Restate the lines exactly, starting at the line that contains "Annotation guideline: for each instance of the black tank" and finishing with the final line of the records.

[[ DATA FOR THE TASK open ]]

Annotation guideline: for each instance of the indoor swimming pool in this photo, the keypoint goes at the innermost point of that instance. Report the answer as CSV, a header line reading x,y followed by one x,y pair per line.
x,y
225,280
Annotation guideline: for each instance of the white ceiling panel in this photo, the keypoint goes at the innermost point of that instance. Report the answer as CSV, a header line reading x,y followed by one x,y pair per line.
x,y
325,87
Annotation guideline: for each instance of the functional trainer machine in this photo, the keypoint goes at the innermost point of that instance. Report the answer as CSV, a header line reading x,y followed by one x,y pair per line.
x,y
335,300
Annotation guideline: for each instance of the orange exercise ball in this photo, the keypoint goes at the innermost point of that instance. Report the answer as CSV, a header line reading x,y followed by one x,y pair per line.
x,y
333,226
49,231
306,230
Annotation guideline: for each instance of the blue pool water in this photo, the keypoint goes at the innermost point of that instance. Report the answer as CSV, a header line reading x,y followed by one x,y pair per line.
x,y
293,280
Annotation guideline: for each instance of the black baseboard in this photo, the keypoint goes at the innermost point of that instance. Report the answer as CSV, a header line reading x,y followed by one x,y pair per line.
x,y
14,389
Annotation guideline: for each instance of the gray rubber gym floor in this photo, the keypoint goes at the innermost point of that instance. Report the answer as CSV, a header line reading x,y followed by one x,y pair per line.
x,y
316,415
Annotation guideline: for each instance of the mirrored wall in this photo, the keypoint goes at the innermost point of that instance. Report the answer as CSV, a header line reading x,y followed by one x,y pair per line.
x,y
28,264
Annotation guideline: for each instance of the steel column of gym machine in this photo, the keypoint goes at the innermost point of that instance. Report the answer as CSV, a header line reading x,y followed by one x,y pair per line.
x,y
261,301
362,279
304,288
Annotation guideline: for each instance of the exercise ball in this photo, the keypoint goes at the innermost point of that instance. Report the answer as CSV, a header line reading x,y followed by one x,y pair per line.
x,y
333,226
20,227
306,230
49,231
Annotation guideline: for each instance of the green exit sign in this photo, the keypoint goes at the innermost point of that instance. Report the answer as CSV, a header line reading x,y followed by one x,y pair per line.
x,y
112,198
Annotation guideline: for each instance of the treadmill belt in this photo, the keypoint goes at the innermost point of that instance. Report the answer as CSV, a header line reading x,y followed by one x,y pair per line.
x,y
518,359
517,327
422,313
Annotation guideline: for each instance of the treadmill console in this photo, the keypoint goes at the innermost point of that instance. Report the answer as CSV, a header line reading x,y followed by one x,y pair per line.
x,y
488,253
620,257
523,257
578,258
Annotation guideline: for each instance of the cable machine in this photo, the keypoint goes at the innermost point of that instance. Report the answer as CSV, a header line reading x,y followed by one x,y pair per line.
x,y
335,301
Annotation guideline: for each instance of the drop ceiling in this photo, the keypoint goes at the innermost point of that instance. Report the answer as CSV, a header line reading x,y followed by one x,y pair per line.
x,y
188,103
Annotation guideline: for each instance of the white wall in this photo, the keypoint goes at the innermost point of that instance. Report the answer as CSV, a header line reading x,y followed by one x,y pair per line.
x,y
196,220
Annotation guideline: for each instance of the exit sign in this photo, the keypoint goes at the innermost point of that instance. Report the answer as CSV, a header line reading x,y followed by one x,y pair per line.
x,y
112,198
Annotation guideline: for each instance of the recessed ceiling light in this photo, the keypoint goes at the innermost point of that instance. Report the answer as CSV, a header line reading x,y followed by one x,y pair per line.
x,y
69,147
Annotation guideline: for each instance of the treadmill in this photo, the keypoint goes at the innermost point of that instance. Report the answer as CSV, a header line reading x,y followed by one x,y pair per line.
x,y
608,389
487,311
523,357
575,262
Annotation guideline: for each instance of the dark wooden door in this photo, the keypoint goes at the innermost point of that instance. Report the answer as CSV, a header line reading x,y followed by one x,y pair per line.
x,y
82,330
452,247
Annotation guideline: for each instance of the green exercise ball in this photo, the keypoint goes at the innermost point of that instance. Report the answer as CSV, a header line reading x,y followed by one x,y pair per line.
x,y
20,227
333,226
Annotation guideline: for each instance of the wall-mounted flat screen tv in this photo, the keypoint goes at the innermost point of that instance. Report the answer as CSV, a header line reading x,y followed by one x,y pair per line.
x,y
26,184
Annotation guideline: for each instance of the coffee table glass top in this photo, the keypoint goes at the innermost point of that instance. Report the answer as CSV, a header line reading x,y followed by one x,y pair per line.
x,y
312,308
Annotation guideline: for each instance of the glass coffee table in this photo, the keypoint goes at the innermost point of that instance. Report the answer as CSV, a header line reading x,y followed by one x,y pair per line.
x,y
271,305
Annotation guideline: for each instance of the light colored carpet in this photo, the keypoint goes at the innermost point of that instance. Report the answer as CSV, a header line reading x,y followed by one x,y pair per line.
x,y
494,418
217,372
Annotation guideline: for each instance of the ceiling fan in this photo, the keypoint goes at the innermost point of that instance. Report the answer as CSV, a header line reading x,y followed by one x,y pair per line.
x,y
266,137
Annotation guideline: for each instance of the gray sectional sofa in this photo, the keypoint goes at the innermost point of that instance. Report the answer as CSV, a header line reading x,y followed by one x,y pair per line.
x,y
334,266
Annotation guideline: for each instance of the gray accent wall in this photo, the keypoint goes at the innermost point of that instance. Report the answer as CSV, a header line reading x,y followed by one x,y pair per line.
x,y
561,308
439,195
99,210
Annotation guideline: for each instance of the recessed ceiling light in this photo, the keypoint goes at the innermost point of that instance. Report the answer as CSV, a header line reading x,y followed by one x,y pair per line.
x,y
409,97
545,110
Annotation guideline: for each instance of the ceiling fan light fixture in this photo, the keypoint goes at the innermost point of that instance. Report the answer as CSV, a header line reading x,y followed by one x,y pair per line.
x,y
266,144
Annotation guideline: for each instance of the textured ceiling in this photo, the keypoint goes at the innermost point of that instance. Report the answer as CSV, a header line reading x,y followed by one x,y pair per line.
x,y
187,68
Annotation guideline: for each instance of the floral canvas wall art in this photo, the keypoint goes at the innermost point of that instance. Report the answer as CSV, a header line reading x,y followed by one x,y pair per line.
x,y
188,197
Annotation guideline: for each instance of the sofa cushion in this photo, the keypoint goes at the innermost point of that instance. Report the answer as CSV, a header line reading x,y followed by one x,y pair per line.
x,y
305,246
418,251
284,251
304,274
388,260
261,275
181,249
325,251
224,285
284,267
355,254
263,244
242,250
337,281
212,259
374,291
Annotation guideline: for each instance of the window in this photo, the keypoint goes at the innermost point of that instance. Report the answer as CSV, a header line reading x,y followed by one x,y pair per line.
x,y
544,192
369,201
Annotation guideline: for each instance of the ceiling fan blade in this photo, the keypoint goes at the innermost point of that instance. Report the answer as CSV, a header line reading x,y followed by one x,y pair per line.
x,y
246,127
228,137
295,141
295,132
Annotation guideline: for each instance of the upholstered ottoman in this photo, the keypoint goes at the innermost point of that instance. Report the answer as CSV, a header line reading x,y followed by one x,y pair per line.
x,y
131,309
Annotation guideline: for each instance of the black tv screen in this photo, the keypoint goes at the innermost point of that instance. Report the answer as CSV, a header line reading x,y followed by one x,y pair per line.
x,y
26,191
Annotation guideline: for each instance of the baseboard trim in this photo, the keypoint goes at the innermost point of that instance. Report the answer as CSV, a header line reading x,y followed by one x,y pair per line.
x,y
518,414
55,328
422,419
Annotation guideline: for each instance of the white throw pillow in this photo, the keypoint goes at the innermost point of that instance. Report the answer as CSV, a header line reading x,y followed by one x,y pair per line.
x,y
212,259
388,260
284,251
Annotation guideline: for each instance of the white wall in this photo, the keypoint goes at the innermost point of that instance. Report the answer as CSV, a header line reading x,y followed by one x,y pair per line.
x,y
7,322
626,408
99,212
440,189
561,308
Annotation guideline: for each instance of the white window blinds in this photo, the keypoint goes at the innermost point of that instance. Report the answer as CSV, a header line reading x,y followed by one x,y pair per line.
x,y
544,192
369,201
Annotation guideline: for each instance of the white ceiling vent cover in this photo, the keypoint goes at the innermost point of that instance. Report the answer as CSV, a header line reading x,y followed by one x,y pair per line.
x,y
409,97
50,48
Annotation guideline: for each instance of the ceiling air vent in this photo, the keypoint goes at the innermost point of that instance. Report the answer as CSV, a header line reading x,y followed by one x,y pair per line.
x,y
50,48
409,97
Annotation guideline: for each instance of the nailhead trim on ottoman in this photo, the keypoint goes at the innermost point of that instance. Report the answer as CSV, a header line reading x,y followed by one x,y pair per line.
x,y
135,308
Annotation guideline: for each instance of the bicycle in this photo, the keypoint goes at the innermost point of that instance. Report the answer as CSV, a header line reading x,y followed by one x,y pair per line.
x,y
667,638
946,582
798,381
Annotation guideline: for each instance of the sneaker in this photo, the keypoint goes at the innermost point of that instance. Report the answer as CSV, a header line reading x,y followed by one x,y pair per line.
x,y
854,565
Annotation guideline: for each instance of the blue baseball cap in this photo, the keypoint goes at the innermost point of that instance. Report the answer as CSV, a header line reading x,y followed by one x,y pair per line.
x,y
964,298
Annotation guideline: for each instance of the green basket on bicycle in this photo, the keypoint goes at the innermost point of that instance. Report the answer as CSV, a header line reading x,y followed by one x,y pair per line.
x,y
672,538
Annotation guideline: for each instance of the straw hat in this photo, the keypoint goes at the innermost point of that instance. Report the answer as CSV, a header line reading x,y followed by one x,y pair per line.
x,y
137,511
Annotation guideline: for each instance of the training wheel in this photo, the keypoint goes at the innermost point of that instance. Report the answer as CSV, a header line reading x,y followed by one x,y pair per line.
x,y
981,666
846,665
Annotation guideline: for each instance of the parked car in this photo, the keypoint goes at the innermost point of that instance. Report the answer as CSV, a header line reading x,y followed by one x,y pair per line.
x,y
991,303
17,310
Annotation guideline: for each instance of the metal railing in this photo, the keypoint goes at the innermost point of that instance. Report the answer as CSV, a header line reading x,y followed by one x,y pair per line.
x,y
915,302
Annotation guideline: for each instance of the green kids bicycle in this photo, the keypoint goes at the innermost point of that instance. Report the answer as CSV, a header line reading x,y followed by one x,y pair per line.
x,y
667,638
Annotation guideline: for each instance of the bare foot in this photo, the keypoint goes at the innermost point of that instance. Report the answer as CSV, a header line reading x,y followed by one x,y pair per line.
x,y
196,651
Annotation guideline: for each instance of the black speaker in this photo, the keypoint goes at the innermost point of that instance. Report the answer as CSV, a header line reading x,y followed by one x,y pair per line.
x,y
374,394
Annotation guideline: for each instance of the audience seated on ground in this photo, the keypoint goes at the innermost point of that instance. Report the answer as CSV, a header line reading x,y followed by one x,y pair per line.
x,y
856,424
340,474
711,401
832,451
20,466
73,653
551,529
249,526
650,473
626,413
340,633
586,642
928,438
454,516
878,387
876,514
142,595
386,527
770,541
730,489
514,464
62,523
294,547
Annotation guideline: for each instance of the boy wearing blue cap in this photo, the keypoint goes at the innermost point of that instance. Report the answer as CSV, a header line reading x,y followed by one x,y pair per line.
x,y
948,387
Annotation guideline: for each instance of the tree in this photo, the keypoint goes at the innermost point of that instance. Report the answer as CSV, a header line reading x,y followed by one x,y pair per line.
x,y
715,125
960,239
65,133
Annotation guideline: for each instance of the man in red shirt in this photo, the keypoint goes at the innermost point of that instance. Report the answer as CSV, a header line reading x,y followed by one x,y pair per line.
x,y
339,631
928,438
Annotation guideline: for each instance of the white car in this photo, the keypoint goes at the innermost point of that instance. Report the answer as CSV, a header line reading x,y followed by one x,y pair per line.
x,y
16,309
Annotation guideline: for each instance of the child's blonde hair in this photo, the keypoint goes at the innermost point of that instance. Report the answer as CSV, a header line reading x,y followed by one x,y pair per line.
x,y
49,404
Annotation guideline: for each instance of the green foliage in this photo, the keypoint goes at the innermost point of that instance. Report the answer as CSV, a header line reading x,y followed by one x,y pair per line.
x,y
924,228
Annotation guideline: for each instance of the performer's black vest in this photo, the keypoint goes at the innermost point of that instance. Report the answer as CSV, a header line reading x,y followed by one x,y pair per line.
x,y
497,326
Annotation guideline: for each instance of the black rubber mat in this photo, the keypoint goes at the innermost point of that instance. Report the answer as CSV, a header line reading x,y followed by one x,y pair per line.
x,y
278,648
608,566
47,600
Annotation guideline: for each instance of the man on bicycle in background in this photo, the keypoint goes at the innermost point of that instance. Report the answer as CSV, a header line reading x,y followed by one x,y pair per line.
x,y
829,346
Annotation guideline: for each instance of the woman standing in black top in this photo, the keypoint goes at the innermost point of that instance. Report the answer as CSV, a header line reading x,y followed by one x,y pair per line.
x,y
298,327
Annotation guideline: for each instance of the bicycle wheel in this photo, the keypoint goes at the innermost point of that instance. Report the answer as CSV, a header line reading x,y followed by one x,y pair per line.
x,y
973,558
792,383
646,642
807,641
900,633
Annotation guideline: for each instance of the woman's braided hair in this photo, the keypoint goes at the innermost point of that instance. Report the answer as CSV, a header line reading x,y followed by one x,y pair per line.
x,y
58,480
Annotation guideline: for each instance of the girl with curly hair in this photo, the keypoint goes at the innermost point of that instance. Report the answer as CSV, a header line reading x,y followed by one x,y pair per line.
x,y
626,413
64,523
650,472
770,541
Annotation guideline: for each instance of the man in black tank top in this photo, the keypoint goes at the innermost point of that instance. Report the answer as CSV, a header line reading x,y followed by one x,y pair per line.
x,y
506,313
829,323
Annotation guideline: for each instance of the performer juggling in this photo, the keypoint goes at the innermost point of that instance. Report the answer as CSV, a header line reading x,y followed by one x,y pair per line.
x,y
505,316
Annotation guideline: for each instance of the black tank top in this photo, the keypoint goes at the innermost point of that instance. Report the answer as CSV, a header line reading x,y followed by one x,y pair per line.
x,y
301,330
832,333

[[ DATA FOR THE TASK closed ]]

**SOLUTION TO THE PROBLEM:**
Annotation guideline: for each instance of the black tank top in this photo, the keypoint goes at the innermost point of that instance. Report the answer as CSV, a header line reading x,y followed by one x,y pair per line.
x,y
301,330
832,333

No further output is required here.